┌─ Text segment

The men's parallel bars competition at the 1948 Summer Olympics was held at Earls Court Exhibition Centre on 12 and 13 August. It was the seventh appearance of the event. There were 122 competitors from 16 nations, with each nation sending a team of up to 8 gymnasts. The event was won by Michael Reusch of Switzerland, with his countrymen Christian Kipfer and Josef Stalder tying for bronze. Between the Swiss gymnasts was Veikko Huhtanen of Finland, taking silver. Reusch was the first man to win multiple medals in the event (and the only one to do so 12 years apart); Stalder would become the second in 1952. It was Switzerland's second victory in the event, tying Germany for most gold medals.

Background

This was the seventh appearance of the event, which is one of the five apparatus events held every time there were apparatus events at the Summer Olympics (no apparatus events were held in 1900, 1908, 1912, or 1920). Four of the top 10 gymnasts from 1936 returned: silver medalist Michael Reusch of Switzerland, seventh-place finisher Heikki Savolainen of Finland, ninth-place finisher Savino Guglielmetti of Italy, and tenth-place finisher Lajos Tóth of Hungary. Reusch was the reigning world champion, though the title was 10 years old—no world championship had yet been held post-World War II, so the 1938 event was the latest.

└─
┌─ Listing

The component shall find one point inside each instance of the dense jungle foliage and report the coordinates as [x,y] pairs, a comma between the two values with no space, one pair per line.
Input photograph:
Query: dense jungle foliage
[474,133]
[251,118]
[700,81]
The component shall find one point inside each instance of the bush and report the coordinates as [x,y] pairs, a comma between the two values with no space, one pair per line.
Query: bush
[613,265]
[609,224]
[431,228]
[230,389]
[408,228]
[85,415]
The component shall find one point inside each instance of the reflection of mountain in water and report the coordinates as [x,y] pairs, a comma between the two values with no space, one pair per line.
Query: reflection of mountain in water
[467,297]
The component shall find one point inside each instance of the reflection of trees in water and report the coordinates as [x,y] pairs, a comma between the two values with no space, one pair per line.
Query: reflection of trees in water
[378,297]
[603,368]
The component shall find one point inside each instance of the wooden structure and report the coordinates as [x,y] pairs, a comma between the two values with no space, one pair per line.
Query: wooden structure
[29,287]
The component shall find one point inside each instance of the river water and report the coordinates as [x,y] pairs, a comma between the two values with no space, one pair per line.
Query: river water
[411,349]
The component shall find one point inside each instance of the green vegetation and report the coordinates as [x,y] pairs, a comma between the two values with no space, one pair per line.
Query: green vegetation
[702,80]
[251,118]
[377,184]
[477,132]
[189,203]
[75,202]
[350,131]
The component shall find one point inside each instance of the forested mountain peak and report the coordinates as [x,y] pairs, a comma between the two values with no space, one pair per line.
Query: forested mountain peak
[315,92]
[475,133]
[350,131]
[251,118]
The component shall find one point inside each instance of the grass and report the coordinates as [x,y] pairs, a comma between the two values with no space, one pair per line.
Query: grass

└─

* What you will do
1. From the passage on the 1948 Olympic parallel bars event, return the words starting at "The men's parallel" and ending at "most gold medals.".
2. According to the passage on the 1948 Olympic parallel bars event, at what venue was the competition held?
3. Does the passage on the 1948 Olympic parallel bars event support each statement below? For each, answer yes or no and quote the words that settle it.
(a) The event drew 122 competitors from 16 nations.
(b) Veikko Huhtanen of Finland won the gold medal.
(c) The most recent world championship before these Games was held in 1938.

* Answers by task
1.
The men's parallel bars competition at the 1948 Summer Olympics was held at Earls Court Exhibition Centre on 12 and 13 August. It was the seventh appearance of the event. There were 122 competitors from 16 nations, with each nation sending a team of up to 8 gymnasts. The event was won by Michael Reusch of Switzerland, with his countrymen Christian Kipfer and Josef Stalder tying for bronze. Between the Swiss gymnasts was Veikko Huhtanen of Finland, taking silver. Reusch was the first man to win multiple medals in the event (and the only one to do so 12 years apart); Stalder would become the second in 1952. It was Switzerland's second victory in the event, tying Germany for most gold medals.

2. Earls Court Exhibition Centre.

3.
(a) Yes: "There were 122 competitors from 16 nations"
(b) No: "Veikko Huhtanen of Finland, taking silver"
(c) Yes: "so the 1938 event was the latest"